OPDRACHT A =>
Beantwoord aan de hand van het fragment over het arrest van het Gerechtshof Arnhem-Leeuwarden de volgende vragen:
(i) Tegen welke zorgverzekeraars was het hoger beroep gericht?
(ii) Welk deel van de behandelingen werd vergoed omdat de kliniek geen contract had met de zorgverzekeraars?
(iii) Voor welke zorgaanbieders geldt de beperking van de vergoeding volgens wat vaststaat?
OPDRACHT B => Breid het fragment over het arrest van het Gerechtshof Arnhem-Leeuwarden uit door verder te schrijven na de laatste zin.

TEKSTFRAGMENT =>
*****
Geen beroep op artikel 56 VWEU bij niet volledig betaalde declaratie
Tot slot wijs ik u op een arrest van het Gerechtshof Arnhem-Leeuwarden (GZR 2015-300). Het hoger beroep was aangespannen door een Nederlandse orthopedisch chirurg en gericht jegens zorgverzekeraars Menzis, CZ en Achmea in verband met deels onbetaald gebleven declaraties; omdat de – in België gehuurde – kliniek van de orthopedisch chirurg geen contract had met de zorgverzekeraars werd, zoals gebruikelijk bij niet-gecontracteerde zorgaanbieders, slechts 60-80% van de behandelingen van Nederlandse patiënten vergoed. De orthopedisch chirurg betoogde echter met een beroep op artikel 56 van het Verdrag betreffende de Europese Unie en het Verdrag betreffende de werking van de Europese Unie (VWEU) dat een 60-80%-vergoeding in strijd is met het vrije verkeer van diensten. In hoger beroep spitste de discussie zich vervolgens toe op de rechtsvraag of de orthopedisch chirurg wel een rechtstreeks beroep op artikel 56 VWEU toekomt. Onder verwijzing naar jurisprudentie van het Hof van Justitie oordeelde het Gerechtshof Arnhem-Leeuwarden dat deze horizontale werking beperkt is tot ‘niet publiekrechtelijke regelingen die op collectieve wijze de verrichting van diensten beogen te regelen’. Het gerechtshof wees er vervolgens op dat deze beperking van de horizontale werking een uitwerking is van het discriminatieverbod naar nationaliteit en dus niet geldt voor bepalingen die ondanks het feit dat zij niet discrimineren naar nationaliteit, toch een belemmering van het vrije verkeer van diensten opleveren. Nu vaststaat dat de beperking van de vergoeding van 60-80% van de behandeling geldt voor alle niet-gecontracteerde zorgaanbieders, ongeacht nationaliteit of vestigingsplaats, komt naar het oordeel van het gerechtshof aan de orthopedisch chirurg aldus geen beroep toe op artikel 56 VWEU.
*****
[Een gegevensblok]
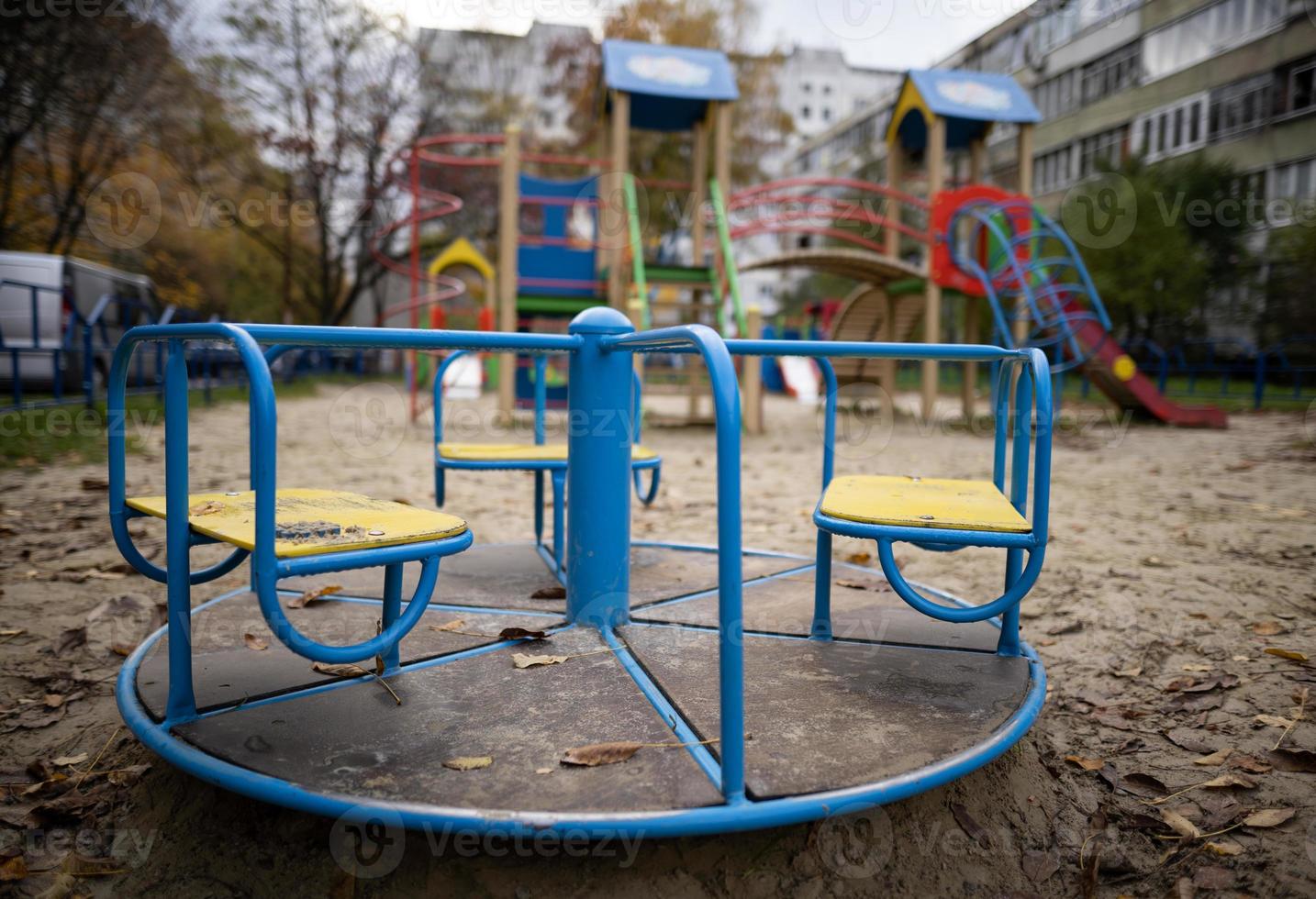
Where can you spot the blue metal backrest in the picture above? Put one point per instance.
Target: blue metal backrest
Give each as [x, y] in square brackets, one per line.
[551, 260]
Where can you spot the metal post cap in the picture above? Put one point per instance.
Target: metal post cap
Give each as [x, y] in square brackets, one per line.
[600, 320]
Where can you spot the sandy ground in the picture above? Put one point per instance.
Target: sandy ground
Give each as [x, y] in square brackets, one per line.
[1177, 560]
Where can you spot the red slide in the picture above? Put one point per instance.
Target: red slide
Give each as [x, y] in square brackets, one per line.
[1116, 375]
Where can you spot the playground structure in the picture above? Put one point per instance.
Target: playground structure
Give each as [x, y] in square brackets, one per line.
[909, 249]
[569, 236]
[716, 666]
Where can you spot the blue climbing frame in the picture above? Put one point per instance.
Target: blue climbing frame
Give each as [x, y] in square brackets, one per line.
[555, 469]
[600, 347]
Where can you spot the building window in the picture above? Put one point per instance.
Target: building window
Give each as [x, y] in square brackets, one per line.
[1095, 150]
[1052, 170]
[1055, 96]
[1112, 72]
[1169, 130]
[1209, 32]
[1299, 87]
[1294, 181]
[1240, 106]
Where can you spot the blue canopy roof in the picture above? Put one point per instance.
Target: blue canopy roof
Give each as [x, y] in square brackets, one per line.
[669, 87]
[969, 102]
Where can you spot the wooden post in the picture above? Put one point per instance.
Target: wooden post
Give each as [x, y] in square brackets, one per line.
[931, 312]
[722, 146]
[615, 229]
[753, 375]
[969, 390]
[508, 237]
[894, 163]
[699, 193]
[1025, 187]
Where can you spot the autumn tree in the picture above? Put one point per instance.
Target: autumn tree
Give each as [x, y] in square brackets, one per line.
[332, 87]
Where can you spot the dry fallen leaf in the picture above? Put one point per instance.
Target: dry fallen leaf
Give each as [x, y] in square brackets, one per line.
[523, 661]
[469, 762]
[1086, 763]
[64, 761]
[1179, 824]
[312, 595]
[1251, 763]
[600, 753]
[14, 869]
[1215, 759]
[1231, 781]
[346, 671]
[969, 824]
[1273, 722]
[521, 633]
[1294, 760]
[1269, 816]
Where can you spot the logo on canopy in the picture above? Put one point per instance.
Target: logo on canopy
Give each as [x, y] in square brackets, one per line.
[670, 70]
[974, 94]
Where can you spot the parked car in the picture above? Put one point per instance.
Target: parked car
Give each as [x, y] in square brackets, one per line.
[44, 295]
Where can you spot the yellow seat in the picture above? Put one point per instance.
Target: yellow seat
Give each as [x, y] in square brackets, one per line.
[311, 521]
[521, 453]
[922, 503]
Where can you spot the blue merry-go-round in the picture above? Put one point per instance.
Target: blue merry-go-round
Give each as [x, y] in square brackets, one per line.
[748, 689]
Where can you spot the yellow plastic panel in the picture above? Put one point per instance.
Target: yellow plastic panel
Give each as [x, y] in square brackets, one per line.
[362, 523]
[922, 503]
[521, 453]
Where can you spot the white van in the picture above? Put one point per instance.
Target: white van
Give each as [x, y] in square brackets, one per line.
[39, 294]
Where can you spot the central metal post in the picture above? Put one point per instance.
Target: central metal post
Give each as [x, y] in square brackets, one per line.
[599, 428]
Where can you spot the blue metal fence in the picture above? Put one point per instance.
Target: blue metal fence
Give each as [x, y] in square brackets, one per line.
[85, 347]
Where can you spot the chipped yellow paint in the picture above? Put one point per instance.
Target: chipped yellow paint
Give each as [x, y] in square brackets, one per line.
[1124, 368]
[521, 453]
[922, 503]
[233, 521]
*****
ANTWOORD A =>
(i) Tegen Menzis, CZ en Achmea.
(ii) Slechts 60-80% van de behandelingen.
(iii) Voor alle niet-gecontracteerde zorgaanbieders, ongeacht nationaliteit of vestigingsplaats.

ANTWOORD B =>
Scripties
Het is het einde van het academisch jaar … dat betekent dat onze bibliotheek rijkelijk gevuld is met nieuwe scripties.

Ik wijs u ten eerste op de scriptie van Fieke Jonkman (UvA). Fieke stelde in haar onderzoek de vraag centraal of de bescherming van minderjarigen afdoende is geregeld met de invoering van Verordening nr. 536/2014 betreffende klinische proeven met geneesmiddelen voor menselijk gebruik en met intrekking van Richtlijn 2001/20/EG.

Voorts wijs ik u op de scripties van Chichi de Haan, Sanne van Bemmel, Timothy Boerendonk en Clara Tilanus (UvA). Zij schreven over de integrale bekostiging en in het bijzonder over het mogelijke effect van de invoering van de integrale bekostiging op de rechtsverhouding tussen de medisch specialist en de patiënt. Chichi, Sanne, Timothy en Clara stelden zichzelf de vraag of deze rechtsverhouding verandert nu het zelfstandig declaratierecht met ingang van 2015 is verdwenen en medisch specialisten zich in verband met het dreigende verlies van het ondernemerschap in Medisch Specialistische Bedrijven zijn gaan organiseren. En…, zo de rechtsverhouding wijzigt, heeft dit dan gevolgen voor de aansprakelijkheid van medisch specialisten en ziekenhuizen? Chichi, Sanne, Timothy en Clara kwamen ieder op hun eigen manier tot een antwoord op deze vragen.

Ook de scriptie van Renée Dekker (UvA) over de wijziging van artikel 13 van de Zorgverzekeringswet bezien vanuit ‘het recht op vrije artsenkeuze’ is zeer lezenswaardig. Bijzonder is vooral haar analyse van de vrije artsenkeuze: is dat recht er wel en waar komt die gedachte eigenlijk vandaan?

Ik wijs u tevens op de scriptie van Madelief Schagen (UvA). Madelief deed onderzoek naar de externe rechtspositie van minderjarigen in de gedwongen geestelijke gezondheidszorg. Zij analyseerde daarbij zowel de Jeugdwet als de Wet Bijzondere opnemingen in psychiatrische ziekenhuizen en de Wet verplichte geestelijke gezondheidszorg.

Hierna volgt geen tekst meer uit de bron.